## Aufgabenstellung
Gib an, wie viele der folgenden Zeilen die Zeichenfolge „stone“ enthalten, und nenne nur die Zahl. Groß- und Kleinschreibung wird dabei unterschieden.

*** Datensatz

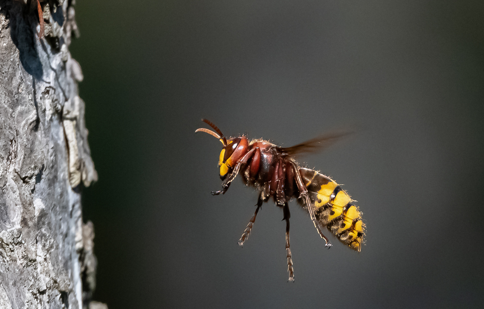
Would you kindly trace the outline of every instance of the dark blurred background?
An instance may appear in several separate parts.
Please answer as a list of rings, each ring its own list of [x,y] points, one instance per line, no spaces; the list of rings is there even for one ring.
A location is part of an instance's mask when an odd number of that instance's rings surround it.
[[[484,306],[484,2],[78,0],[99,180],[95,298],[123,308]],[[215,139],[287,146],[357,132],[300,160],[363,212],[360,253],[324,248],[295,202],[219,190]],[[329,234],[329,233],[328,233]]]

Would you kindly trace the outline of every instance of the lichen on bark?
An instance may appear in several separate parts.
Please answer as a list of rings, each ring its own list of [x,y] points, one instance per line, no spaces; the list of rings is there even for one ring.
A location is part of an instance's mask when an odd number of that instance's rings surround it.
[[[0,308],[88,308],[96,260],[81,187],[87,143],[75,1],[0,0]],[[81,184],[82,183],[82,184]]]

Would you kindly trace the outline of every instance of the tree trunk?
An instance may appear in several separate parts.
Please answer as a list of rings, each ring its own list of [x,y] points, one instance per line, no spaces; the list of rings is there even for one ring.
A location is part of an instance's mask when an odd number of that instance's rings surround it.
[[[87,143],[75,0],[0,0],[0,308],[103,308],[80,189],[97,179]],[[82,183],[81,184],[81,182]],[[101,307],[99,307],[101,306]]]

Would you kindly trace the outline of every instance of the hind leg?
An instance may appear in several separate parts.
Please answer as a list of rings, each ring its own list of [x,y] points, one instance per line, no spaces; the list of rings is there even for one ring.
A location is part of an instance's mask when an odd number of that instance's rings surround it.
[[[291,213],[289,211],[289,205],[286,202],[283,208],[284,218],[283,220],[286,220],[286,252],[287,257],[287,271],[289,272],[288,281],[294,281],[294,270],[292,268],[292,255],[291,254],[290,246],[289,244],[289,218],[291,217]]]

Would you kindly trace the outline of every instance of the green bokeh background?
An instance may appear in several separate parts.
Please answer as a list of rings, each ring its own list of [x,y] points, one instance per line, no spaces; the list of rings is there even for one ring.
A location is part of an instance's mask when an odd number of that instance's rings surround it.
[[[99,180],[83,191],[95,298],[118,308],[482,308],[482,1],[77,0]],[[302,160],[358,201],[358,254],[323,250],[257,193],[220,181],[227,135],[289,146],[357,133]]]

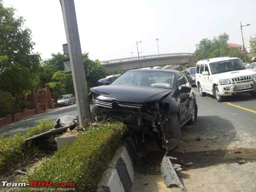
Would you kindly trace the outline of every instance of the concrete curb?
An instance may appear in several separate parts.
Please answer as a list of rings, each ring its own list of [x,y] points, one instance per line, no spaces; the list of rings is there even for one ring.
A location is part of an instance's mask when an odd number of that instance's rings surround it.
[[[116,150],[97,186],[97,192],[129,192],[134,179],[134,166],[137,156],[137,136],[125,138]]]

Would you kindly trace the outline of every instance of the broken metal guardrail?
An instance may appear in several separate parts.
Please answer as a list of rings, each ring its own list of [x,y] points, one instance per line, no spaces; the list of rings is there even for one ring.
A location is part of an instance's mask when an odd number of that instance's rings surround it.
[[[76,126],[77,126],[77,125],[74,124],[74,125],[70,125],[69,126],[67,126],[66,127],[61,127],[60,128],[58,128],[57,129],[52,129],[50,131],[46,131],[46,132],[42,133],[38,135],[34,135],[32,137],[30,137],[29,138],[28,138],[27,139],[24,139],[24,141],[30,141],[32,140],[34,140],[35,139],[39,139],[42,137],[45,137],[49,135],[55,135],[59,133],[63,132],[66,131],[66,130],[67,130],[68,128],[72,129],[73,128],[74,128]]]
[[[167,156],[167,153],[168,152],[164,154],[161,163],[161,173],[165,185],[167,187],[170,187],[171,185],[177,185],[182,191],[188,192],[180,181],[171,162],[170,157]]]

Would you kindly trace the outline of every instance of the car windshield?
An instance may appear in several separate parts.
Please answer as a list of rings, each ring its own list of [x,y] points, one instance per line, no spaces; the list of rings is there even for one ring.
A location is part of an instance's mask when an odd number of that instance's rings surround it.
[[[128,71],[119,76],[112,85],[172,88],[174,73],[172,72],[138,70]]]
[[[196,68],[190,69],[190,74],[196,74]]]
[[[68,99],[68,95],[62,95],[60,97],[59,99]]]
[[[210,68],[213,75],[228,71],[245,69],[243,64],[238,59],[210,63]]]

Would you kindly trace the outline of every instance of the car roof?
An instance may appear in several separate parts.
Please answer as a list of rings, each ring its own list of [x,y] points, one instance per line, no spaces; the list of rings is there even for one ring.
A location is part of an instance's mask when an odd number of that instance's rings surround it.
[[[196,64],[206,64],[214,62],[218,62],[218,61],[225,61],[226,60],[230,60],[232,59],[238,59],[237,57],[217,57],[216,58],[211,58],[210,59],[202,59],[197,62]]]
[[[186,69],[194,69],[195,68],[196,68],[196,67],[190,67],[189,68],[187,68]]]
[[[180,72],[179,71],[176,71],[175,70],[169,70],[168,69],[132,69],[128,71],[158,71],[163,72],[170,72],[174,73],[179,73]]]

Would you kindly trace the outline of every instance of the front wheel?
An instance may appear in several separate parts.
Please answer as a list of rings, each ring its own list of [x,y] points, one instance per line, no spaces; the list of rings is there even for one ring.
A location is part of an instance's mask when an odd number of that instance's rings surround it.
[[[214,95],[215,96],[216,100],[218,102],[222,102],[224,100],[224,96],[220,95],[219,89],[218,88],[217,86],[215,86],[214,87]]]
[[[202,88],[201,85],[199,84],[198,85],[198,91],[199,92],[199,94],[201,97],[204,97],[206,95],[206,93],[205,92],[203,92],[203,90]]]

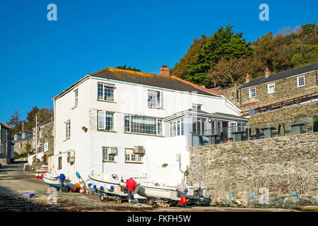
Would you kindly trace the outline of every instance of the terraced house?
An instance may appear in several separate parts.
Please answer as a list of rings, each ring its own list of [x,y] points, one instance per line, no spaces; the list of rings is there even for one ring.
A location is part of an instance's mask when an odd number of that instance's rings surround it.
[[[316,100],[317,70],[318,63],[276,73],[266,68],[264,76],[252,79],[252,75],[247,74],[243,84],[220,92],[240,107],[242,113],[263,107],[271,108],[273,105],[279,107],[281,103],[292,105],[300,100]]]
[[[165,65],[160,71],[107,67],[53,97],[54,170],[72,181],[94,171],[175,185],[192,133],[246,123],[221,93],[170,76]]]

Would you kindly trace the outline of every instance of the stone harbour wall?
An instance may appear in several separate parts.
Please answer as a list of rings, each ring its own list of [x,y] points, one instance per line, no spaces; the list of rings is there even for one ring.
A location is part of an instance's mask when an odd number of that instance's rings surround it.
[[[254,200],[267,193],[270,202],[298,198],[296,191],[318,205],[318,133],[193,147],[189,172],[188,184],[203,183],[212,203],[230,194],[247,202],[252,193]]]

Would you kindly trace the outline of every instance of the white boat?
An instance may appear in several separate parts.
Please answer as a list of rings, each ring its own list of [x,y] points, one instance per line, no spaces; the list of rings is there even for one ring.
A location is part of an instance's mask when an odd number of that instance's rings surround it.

******
*** Datensatz

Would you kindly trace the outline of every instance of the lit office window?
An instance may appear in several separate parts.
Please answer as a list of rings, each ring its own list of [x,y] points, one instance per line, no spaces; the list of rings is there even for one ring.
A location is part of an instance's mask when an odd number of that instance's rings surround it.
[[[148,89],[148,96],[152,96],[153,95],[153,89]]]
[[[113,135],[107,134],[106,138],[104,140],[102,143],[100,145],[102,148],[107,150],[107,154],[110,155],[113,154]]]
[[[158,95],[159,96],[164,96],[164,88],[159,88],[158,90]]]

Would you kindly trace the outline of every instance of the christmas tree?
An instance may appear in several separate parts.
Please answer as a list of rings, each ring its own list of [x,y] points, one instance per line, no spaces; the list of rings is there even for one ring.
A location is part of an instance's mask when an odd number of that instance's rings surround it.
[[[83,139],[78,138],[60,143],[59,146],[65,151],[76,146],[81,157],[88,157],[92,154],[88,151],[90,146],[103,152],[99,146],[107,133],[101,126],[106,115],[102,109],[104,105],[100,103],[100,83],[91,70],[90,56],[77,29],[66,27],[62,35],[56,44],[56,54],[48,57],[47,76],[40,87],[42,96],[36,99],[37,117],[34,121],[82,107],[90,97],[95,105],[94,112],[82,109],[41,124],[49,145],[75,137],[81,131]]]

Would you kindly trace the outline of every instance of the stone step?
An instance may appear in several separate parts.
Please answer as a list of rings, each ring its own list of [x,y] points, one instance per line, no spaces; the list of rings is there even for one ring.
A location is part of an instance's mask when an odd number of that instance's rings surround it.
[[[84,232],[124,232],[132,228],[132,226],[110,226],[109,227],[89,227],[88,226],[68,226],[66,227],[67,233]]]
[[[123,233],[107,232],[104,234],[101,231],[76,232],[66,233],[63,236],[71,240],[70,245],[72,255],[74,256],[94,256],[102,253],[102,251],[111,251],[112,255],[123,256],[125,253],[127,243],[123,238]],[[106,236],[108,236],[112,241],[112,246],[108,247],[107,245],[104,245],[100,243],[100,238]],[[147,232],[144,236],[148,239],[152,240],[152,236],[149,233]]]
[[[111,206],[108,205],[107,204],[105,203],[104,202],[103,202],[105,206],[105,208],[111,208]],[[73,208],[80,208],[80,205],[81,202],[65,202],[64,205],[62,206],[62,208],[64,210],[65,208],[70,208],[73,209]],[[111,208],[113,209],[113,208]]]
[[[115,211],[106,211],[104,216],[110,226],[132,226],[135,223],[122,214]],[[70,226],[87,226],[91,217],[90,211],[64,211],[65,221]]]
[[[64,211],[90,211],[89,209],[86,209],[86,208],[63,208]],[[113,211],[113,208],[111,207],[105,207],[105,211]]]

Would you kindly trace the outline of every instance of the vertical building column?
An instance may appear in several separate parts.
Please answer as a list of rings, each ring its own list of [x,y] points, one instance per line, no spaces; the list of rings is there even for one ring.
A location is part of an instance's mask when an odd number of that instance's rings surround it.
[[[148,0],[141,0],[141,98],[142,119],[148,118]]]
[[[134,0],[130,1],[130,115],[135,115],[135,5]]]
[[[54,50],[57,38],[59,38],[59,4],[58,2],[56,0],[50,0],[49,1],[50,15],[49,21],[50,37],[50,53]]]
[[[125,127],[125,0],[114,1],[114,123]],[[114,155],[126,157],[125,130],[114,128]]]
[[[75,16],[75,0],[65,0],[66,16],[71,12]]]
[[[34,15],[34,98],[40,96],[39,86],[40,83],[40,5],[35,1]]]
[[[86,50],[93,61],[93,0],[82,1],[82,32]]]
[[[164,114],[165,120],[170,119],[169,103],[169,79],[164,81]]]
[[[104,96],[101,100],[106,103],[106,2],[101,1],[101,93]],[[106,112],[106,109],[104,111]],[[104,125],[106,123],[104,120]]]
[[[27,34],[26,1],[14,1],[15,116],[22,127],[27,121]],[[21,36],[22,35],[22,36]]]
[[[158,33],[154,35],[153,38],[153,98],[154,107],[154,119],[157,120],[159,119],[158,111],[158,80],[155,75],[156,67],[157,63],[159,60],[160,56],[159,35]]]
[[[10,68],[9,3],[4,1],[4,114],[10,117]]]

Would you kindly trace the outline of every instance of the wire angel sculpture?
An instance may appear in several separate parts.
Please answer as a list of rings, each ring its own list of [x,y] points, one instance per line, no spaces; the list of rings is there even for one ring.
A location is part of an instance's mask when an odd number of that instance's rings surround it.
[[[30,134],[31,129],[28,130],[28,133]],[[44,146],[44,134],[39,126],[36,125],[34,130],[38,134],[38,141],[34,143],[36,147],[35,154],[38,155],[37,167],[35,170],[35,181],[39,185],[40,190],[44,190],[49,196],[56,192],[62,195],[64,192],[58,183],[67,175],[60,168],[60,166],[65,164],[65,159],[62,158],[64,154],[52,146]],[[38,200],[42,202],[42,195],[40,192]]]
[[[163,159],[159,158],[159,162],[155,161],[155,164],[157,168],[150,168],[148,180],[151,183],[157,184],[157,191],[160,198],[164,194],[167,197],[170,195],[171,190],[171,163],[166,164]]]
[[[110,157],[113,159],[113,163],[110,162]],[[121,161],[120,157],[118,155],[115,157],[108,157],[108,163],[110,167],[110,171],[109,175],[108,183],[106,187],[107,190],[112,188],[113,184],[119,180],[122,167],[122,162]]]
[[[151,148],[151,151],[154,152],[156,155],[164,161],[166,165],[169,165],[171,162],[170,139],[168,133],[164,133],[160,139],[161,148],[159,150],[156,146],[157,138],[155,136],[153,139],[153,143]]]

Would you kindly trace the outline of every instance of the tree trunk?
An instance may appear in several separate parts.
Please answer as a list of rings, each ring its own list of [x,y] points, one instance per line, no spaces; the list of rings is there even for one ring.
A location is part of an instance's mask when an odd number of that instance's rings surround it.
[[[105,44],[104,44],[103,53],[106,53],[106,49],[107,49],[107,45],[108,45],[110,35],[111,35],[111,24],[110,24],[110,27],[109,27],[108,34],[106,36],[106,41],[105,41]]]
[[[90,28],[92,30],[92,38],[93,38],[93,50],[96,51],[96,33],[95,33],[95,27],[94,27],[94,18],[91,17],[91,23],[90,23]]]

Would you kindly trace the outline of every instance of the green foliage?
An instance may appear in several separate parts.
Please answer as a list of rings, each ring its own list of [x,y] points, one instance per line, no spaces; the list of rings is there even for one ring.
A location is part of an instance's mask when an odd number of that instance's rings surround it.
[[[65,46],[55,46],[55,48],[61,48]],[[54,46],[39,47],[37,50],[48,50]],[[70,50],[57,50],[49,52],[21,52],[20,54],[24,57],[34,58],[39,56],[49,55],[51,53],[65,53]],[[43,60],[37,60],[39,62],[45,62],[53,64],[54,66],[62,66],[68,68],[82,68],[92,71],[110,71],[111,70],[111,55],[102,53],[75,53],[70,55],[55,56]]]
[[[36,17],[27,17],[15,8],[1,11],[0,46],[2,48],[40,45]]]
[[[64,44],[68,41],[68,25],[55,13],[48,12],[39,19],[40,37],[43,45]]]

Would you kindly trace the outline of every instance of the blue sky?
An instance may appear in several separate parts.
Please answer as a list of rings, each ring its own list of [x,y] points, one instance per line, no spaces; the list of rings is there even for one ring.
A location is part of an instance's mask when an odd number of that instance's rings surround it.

******

## Das Ergebnis
2